> EXTRAIT DU DOCUMENT:

Opinion dissidente du Bloc Québécois

Rapport provisoire du Comité de l'Industrie

Examen des sciences et de la technologie et le «déficit d'innovation»

Que de paroles creuses. . .


Introduction

Le Comité permanent de l'industrie a décidé de déposer un rapport provisoire à la suite des consultations qu'il a tenues concernant l'examen des sciences et de la technologie. Les membres du Comité ont voulu présenter, dans ce rapport provisoire, des recommandations au ministre des Finances avant le dépôt de son prochain budget. Or, la minceur et la timidité des recommandations s'y retrouvant démontrent bien le peu d'empressement de la majorité libérale à relancer le développement des sciences et de la technologie au Canada et au Québec.

Le rapport majoritaire contient une longue énumération de citations tirées des consultations sur divers sujets abordés par les témoins. Aucune ligne directrice, aucun constat solide, aucune recommandation d'envergure ou innovatrice. La majorité libérale nous sert quatre maigres recommandations dont la plupart se retrouvent déjà dans un rapport du Comité des finances. Comme perte d'argent et de temps, les Libéraux n'auraient pu mieux faire. Leur rapport tape-à-l'oeil sera aussi utile au ministre des Finances qu'une motoneige au Mexique.

> CONSIGNES:
**a.** Mettez à jour un passage de l'extrait du document : recopiez-le depuis « Que de paroles » jusqu'à « et au Québec. » inclus, en remplaçant « ministre des Finances » par « gouvernement ».
**b.** D'après l'extrait du document, combien de recommandations la majorité libérale présente-t-elle dans son rapport ?

> MATÉRIEL PRÉSENTÉ:
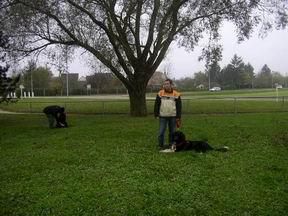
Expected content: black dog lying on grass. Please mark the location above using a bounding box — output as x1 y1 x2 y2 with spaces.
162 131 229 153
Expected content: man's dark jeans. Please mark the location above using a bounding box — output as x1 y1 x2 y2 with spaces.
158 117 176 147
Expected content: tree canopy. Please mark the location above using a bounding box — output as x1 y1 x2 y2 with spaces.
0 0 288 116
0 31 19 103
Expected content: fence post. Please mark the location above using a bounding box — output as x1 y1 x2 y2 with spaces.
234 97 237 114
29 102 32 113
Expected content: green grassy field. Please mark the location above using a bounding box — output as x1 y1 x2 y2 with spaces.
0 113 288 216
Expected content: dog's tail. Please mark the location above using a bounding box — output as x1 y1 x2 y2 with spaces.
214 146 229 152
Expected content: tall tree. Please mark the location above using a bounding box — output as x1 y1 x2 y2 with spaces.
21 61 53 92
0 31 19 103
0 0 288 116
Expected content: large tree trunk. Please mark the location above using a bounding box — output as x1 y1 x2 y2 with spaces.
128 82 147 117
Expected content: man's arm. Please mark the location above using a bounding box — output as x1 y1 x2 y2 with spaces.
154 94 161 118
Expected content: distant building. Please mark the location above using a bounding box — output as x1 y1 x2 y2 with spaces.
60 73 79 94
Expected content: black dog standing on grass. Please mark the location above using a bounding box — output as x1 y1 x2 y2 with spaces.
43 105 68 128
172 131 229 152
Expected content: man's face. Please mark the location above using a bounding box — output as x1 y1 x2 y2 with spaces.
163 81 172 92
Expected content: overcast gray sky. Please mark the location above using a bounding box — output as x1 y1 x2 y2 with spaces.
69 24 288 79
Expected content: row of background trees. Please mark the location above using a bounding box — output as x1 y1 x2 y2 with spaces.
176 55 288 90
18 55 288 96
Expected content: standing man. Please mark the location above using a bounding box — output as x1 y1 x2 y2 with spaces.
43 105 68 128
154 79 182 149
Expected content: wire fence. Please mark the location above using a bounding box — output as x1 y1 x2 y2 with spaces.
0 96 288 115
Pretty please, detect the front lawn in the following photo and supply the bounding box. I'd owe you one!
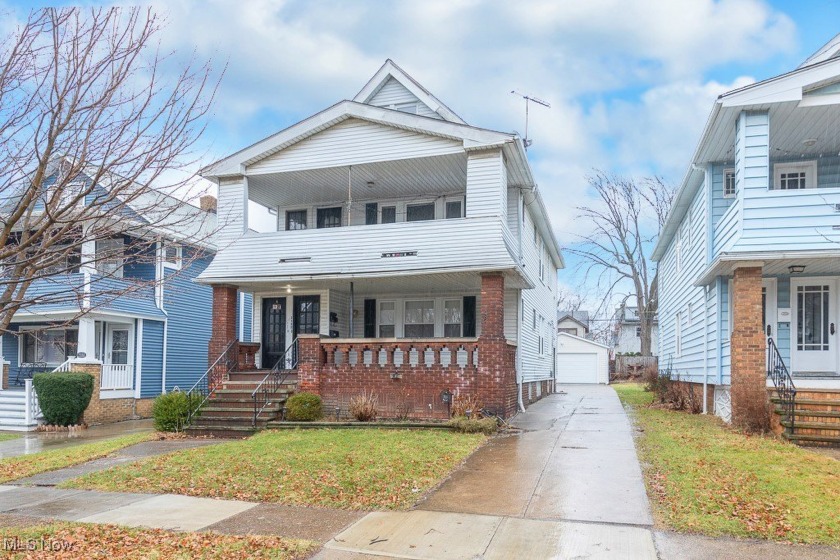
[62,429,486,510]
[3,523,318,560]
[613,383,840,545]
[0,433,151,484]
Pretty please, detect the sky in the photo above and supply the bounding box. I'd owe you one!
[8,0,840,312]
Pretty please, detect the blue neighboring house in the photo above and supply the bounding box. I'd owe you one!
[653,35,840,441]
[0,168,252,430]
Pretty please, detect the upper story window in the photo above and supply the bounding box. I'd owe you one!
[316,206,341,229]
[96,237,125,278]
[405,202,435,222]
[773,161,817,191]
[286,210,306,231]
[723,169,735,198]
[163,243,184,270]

---

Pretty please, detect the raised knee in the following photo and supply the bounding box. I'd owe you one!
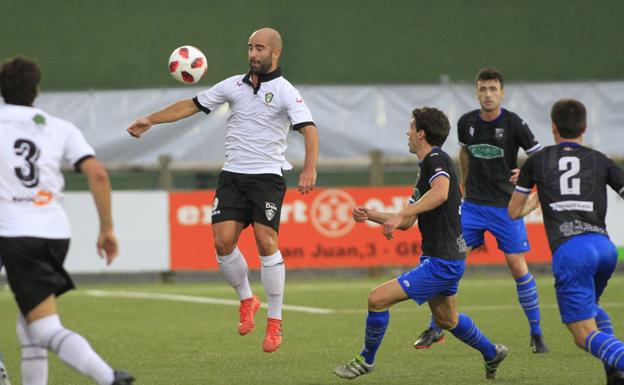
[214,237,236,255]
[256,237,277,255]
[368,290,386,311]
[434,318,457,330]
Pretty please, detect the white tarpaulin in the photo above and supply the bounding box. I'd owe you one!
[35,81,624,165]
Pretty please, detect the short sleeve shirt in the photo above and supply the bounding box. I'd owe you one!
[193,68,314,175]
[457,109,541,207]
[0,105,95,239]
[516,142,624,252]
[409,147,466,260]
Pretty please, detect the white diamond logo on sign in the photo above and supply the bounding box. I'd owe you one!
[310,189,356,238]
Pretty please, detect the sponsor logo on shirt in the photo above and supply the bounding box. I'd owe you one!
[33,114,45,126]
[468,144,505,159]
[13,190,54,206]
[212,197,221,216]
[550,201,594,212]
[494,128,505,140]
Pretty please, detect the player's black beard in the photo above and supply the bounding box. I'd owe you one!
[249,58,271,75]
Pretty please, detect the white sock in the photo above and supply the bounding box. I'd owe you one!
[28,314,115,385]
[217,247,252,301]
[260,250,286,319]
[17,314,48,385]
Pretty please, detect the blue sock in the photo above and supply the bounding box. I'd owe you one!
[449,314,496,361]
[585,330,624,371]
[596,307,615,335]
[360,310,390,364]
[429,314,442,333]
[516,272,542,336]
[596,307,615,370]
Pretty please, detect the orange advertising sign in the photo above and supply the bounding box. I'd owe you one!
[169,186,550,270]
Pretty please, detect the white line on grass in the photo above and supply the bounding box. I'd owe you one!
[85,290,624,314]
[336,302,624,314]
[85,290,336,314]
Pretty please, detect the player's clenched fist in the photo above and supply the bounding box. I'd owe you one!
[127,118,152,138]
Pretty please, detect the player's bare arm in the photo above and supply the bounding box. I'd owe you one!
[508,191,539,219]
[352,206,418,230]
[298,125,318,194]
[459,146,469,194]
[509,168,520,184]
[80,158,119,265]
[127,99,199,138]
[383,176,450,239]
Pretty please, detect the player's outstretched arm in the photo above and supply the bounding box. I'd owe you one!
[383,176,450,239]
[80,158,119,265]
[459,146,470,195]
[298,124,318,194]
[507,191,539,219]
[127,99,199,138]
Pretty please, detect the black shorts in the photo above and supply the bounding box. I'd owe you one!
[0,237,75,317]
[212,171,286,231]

> RÉPONSES PAR CONSIGNE:
**a.**
Que de paroles creuses. . .


Introduction

Le Comité permanent de l'industrie a décidé de déposer un rapport provisoire à la suite des consultations qu'il a tenues concernant l'examen des sciences et de la technologie. Les membres du Comité ont voulu présenter, dans ce rapport provisoire, des recommandations au gouvernement avant le dépôt de son prochain budget. Or, la minceur et la timidité des recommandations s'y retrouvant démontrent bien le peu d'empressement de la majorité libérale à relancer le développement des sciences et de la technologie au Canada et au Québec.

**b.** Elle présente quatre recommandations.